## Start Stored data

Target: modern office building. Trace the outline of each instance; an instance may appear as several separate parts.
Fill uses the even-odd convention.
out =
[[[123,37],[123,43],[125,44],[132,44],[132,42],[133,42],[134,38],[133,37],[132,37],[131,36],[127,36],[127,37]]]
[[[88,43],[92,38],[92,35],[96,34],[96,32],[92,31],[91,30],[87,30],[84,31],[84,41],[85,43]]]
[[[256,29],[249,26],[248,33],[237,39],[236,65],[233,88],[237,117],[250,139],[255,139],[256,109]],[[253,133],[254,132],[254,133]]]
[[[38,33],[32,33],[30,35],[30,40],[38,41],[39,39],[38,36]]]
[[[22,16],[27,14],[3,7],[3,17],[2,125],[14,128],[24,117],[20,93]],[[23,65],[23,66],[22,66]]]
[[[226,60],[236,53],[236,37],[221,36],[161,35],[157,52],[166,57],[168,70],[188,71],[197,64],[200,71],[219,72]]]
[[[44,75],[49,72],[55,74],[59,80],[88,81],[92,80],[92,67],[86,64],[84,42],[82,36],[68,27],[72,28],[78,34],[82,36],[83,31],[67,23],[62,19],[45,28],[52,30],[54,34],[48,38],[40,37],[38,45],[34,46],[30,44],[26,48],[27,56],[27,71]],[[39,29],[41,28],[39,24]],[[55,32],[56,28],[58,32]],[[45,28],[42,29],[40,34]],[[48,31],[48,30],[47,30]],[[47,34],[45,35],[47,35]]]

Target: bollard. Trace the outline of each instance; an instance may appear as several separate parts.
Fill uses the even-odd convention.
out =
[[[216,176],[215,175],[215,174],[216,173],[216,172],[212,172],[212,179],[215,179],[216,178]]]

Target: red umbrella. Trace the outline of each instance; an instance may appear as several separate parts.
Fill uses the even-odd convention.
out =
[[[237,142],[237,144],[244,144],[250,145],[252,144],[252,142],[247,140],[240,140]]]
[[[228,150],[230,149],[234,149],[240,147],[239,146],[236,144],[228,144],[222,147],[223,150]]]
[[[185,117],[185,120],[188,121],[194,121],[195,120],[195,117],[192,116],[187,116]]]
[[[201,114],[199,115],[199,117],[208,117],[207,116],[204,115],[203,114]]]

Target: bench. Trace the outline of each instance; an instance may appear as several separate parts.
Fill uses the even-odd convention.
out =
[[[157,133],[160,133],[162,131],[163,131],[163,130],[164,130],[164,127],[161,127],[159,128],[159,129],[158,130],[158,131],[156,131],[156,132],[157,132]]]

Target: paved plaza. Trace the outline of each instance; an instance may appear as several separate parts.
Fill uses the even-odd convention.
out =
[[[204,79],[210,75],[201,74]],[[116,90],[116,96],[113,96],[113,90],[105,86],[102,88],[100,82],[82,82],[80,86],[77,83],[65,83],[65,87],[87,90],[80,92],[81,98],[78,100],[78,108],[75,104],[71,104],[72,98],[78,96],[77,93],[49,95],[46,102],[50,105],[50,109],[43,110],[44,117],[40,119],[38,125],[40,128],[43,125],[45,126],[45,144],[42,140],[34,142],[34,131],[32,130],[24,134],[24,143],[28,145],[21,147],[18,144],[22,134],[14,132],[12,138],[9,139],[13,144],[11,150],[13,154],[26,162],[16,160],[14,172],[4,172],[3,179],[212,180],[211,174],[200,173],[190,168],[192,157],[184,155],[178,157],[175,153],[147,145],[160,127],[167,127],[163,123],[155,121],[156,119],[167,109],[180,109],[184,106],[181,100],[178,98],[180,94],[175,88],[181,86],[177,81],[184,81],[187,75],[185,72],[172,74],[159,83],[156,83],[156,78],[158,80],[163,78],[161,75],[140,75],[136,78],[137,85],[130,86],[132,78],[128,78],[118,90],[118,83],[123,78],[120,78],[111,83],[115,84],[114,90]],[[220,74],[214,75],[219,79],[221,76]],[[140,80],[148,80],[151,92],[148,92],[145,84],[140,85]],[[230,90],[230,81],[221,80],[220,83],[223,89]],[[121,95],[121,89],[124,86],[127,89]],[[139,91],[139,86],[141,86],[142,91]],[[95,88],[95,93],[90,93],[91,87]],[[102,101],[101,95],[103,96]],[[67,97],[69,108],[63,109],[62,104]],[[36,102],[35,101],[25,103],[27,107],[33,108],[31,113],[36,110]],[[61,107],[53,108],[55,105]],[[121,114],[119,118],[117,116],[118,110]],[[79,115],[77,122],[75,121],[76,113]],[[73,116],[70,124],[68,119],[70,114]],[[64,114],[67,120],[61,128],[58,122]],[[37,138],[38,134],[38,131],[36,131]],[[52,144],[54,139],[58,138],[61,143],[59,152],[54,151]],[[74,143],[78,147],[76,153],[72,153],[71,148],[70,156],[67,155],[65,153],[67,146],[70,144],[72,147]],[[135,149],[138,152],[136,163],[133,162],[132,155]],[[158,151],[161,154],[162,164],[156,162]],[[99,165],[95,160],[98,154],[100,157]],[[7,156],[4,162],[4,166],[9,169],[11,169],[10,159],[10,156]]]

## End Stored data

Goal:
Pick out and copy each line of the data above that contains the word "outline".

Output for this task:
Target: modern office building. Trace the outline of each instance; an instance may appear as several separate parts.
Target: bollard. Trace the outline of each instance; an instance may appear as several separate parts.
Target: red umbrella. Trace the outline of each instance; an instance may appear as several separate parts.
Target: bench. Trace the outline of each instance; an instance may appear as several separate parts.
Target: paved plaza. Trace the outline of each instance; an instance may appear as several separate parts.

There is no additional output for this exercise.